=== Objetivo ===
Repita fielmente, nos registros abaixo, tudo desde a linha que contém "Segment out player's hand" até a linha que contém "[[0, 260, 600, 381]]", incluindo as duas.

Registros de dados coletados
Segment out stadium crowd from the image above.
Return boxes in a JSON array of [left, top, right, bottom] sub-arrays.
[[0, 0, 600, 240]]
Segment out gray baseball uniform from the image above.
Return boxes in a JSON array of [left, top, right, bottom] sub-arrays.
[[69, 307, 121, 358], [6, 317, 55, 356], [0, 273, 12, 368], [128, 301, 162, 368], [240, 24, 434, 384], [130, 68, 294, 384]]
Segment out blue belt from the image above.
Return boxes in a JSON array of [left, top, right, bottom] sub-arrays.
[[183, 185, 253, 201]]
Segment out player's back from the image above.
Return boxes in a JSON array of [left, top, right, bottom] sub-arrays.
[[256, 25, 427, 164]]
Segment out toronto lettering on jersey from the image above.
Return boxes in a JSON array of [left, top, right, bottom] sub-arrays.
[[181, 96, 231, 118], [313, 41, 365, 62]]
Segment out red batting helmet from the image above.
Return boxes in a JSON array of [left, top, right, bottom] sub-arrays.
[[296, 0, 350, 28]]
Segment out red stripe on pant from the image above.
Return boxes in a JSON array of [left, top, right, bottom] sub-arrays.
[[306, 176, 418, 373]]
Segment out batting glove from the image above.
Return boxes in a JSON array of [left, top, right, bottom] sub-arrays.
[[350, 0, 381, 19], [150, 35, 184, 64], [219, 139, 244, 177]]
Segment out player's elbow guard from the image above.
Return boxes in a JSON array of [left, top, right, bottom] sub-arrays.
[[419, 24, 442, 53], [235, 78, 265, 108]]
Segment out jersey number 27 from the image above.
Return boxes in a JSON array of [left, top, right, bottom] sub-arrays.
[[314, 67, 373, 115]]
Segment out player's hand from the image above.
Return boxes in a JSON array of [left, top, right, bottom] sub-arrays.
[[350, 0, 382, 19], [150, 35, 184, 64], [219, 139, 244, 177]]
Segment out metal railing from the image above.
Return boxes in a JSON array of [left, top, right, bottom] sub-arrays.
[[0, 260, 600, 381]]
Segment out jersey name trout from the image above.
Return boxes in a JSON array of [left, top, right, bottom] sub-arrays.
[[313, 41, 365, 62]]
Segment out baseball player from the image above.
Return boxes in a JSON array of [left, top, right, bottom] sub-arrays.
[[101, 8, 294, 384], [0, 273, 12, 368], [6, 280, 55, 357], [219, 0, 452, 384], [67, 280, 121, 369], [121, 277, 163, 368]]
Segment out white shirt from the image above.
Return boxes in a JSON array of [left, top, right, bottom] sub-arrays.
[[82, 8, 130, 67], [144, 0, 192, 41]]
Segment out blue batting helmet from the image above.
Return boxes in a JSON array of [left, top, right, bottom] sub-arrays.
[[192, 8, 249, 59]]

=== Solução completa ===
Segment out player's hand from the image above.
Return boxes in a JSON array of [left, top, right, bottom] sub-arrays.
[[350, 0, 382, 19], [150, 35, 184, 64], [219, 139, 244, 177]]
Segment out metal railing from the image above.
Return boxes in a JSON array of [left, top, right, bottom] sub-arrays.
[[0, 260, 600, 381]]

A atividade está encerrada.